» **Stated task**
Pick out and copy every line of the records below that contains the word "maroon". Case counts.

** START OF Dataset rows **

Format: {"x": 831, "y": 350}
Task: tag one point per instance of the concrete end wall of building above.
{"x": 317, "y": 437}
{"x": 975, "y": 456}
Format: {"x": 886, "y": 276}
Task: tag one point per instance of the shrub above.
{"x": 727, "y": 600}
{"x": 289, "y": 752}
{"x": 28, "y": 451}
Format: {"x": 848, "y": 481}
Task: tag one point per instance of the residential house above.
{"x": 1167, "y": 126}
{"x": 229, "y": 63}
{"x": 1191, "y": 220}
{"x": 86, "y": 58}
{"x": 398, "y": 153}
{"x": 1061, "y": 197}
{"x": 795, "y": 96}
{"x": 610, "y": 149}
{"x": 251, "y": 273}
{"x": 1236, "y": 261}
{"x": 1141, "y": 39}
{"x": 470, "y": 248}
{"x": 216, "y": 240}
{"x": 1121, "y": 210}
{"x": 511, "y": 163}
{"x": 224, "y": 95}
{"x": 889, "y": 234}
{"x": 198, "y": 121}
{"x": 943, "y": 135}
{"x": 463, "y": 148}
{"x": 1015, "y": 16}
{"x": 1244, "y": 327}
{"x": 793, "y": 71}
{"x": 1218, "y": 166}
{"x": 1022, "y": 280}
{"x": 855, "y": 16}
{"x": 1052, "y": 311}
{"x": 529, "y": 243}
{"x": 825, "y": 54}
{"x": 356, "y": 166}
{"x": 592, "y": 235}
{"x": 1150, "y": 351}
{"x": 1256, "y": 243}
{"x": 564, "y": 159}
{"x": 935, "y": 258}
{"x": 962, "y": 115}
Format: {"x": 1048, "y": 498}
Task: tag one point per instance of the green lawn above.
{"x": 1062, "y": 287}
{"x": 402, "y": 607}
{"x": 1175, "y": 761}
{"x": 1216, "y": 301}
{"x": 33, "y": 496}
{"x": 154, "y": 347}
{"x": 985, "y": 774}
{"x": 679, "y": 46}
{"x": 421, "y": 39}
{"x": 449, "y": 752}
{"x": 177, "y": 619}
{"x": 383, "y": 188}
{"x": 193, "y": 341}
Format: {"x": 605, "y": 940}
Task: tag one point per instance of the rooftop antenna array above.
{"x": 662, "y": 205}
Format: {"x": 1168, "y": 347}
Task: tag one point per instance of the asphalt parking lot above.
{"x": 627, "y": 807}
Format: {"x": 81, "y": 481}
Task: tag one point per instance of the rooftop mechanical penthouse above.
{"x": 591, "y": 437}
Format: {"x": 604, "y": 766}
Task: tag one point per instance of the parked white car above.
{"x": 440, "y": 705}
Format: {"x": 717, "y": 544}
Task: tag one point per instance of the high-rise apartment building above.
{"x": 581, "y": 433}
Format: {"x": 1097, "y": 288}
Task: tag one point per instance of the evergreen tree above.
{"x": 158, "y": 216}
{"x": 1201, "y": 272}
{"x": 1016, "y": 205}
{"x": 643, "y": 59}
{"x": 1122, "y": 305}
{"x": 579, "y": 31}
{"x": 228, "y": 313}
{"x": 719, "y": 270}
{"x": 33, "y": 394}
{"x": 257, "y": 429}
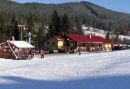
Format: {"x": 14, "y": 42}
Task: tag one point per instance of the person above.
{"x": 42, "y": 53}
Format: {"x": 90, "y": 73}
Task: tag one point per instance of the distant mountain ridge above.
{"x": 79, "y": 12}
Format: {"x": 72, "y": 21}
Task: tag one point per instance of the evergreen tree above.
{"x": 55, "y": 24}
{"x": 65, "y": 24}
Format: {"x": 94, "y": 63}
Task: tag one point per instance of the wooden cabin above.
{"x": 55, "y": 44}
{"x": 16, "y": 50}
{"x": 88, "y": 43}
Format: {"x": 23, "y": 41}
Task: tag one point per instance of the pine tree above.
{"x": 55, "y": 24}
{"x": 65, "y": 24}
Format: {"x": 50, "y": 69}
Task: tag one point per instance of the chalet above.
{"x": 16, "y": 50}
{"x": 55, "y": 43}
{"x": 71, "y": 43}
{"x": 88, "y": 43}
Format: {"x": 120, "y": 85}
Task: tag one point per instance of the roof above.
{"x": 59, "y": 38}
{"x": 21, "y": 44}
{"x": 87, "y": 39}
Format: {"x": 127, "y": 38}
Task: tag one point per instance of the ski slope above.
{"x": 109, "y": 70}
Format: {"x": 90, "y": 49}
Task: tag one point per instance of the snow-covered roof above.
{"x": 21, "y": 44}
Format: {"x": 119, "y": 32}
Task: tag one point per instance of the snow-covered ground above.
{"x": 109, "y": 70}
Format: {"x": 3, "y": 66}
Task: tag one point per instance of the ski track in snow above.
{"x": 66, "y": 67}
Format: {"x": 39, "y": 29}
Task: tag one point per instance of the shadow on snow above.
{"x": 108, "y": 82}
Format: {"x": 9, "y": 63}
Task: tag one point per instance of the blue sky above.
{"x": 116, "y": 5}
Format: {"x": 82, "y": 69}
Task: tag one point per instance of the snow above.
{"x": 103, "y": 70}
{"x": 21, "y": 44}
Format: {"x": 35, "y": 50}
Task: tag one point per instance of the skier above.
{"x": 42, "y": 53}
{"x": 79, "y": 50}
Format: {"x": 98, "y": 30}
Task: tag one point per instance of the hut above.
{"x": 88, "y": 43}
{"x": 54, "y": 44}
{"x": 16, "y": 50}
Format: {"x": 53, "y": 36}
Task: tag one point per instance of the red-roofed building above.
{"x": 72, "y": 42}
{"x": 55, "y": 43}
{"x": 88, "y": 43}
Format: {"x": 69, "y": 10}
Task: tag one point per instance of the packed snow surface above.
{"x": 103, "y": 70}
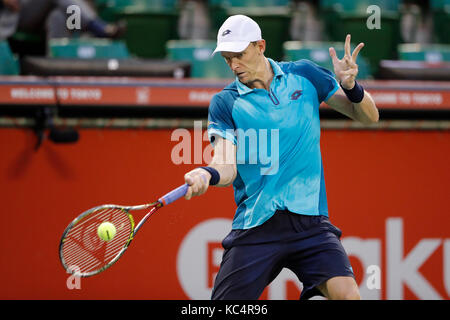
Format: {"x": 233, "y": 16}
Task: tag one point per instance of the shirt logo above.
{"x": 226, "y": 32}
{"x": 296, "y": 94}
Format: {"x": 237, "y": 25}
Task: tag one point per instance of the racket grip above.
{"x": 174, "y": 195}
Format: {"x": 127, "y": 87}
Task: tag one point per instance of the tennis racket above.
{"x": 83, "y": 253}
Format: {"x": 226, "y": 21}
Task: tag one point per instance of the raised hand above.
{"x": 346, "y": 68}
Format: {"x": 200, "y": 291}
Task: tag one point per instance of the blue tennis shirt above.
{"x": 277, "y": 134}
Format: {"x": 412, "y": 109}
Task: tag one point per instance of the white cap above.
{"x": 236, "y": 33}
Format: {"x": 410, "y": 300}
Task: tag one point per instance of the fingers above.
{"x": 356, "y": 51}
{"x": 198, "y": 182}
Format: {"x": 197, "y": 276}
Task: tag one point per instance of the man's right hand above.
{"x": 198, "y": 181}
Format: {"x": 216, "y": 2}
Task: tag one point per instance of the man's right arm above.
{"x": 224, "y": 161}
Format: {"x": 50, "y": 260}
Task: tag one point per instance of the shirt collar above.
{"x": 243, "y": 89}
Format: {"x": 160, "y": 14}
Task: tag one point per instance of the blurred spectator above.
{"x": 305, "y": 24}
{"x": 35, "y": 16}
{"x": 194, "y": 22}
{"x": 416, "y": 22}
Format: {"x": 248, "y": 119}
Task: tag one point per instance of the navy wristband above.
{"x": 215, "y": 176}
{"x": 356, "y": 94}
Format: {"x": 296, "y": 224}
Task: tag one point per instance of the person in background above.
{"x": 50, "y": 16}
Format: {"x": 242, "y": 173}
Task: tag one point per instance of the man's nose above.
{"x": 234, "y": 64}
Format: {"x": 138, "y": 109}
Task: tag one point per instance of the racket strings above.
{"x": 84, "y": 252}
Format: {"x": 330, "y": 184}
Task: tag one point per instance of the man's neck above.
{"x": 265, "y": 79}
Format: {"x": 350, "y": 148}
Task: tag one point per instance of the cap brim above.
{"x": 237, "y": 46}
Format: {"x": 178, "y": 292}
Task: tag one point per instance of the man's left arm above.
{"x": 351, "y": 99}
{"x": 365, "y": 111}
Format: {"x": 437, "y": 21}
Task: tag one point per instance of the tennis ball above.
{"x": 106, "y": 231}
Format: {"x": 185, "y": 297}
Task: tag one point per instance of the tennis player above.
{"x": 281, "y": 220}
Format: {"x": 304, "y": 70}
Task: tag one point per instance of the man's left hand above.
{"x": 346, "y": 68}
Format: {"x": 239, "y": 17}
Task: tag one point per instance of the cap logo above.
{"x": 226, "y": 32}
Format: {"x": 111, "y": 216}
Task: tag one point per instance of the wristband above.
{"x": 215, "y": 176}
{"x": 355, "y": 94}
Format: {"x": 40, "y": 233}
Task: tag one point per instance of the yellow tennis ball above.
{"x": 106, "y": 231}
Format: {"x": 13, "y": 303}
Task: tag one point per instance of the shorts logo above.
{"x": 226, "y": 32}
{"x": 296, "y": 94}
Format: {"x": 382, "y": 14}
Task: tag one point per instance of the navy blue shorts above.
{"x": 309, "y": 246}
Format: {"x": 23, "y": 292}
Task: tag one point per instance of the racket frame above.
{"x": 134, "y": 229}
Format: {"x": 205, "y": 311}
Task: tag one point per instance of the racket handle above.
{"x": 174, "y": 195}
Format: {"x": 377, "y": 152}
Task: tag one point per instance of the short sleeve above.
{"x": 220, "y": 118}
{"x": 322, "y": 79}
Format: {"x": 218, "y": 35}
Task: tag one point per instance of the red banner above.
{"x": 387, "y": 192}
{"x": 191, "y": 93}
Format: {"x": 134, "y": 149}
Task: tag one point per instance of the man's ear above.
{"x": 262, "y": 46}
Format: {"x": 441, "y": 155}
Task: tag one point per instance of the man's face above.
{"x": 248, "y": 64}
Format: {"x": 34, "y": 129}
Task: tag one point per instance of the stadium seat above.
{"x": 150, "y": 24}
{"x": 421, "y": 52}
{"x": 344, "y": 17}
{"x": 9, "y": 64}
{"x": 318, "y": 53}
{"x": 198, "y": 53}
{"x": 273, "y": 17}
{"x": 88, "y": 48}
{"x": 441, "y": 20}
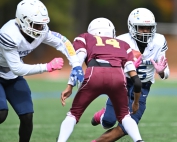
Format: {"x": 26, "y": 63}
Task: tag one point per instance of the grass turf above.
{"x": 158, "y": 124}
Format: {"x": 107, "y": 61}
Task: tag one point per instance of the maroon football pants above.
{"x": 102, "y": 80}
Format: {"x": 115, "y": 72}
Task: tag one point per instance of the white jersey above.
{"x": 13, "y": 47}
{"x": 154, "y": 50}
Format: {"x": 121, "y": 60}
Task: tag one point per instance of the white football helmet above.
{"x": 101, "y": 27}
{"x": 29, "y": 13}
{"x": 141, "y": 17}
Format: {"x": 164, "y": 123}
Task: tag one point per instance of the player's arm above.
{"x": 130, "y": 69}
{"x": 62, "y": 44}
{"x": 161, "y": 65}
{"x": 81, "y": 53}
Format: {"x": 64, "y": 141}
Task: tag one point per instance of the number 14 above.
{"x": 112, "y": 42}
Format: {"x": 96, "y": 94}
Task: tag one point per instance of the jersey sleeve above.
{"x": 62, "y": 44}
{"x": 6, "y": 42}
{"x": 80, "y": 42}
{"x": 164, "y": 48}
{"x": 18, "y": 67}
{"x": 129, "y": 65}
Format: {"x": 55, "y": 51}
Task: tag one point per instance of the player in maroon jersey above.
{"x": 106, "y": 58}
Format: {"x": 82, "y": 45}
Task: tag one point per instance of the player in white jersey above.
{"x": 18, "y": 37}
{"x": 151, "y": 47}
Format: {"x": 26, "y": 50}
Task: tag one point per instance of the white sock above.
{"x": 66, "y": 128}
{"x": 131, "y": 127}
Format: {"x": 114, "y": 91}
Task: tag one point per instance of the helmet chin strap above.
{"x": 18, "y": 23}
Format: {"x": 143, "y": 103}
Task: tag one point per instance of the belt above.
{"x": 4, "y": 69}
{"x": 94, "y": 63}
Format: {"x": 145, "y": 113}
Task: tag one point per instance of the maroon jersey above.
{"x": 115, "y": 51}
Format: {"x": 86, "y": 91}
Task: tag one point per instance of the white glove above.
{"x": 161, "y": 65}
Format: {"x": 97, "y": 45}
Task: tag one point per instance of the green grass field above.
{"x": 159, "y": 123}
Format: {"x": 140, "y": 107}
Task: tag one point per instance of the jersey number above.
{"x": 112, "y": 42}
{"x": 141, "y": 73}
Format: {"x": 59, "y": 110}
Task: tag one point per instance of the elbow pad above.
{"x": 137, "y": 84}
{"x": 166, "y": 73}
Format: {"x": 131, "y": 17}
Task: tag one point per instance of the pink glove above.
{"x": 138, "y": 61}
{"x": 55, "y": 64}
{"x": 161, "y": 65}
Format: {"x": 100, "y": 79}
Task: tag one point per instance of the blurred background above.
{"x": 71, "y": 17}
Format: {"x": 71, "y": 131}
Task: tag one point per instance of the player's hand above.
{"x": 138, "y": 61}
{"x": 66, "y": 93}
{"x": 135, "y": 107}
{"x": 77, "y": 76}
{"x": 161, "y": 65}
{"x": 55, "y": 64}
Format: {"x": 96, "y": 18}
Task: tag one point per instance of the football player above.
{"x": 18, "y": 37}
{"x": 145, "y": 42}
{"x": 105, "y": 58}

** END OF Dataset rows **

» **Result for this task**
Task: tag one point per instance of the maroon football pants above.
Task: tag one point per instance of the player in maroon jersey above.
Task: tag one point per instance of the maroon jersey above.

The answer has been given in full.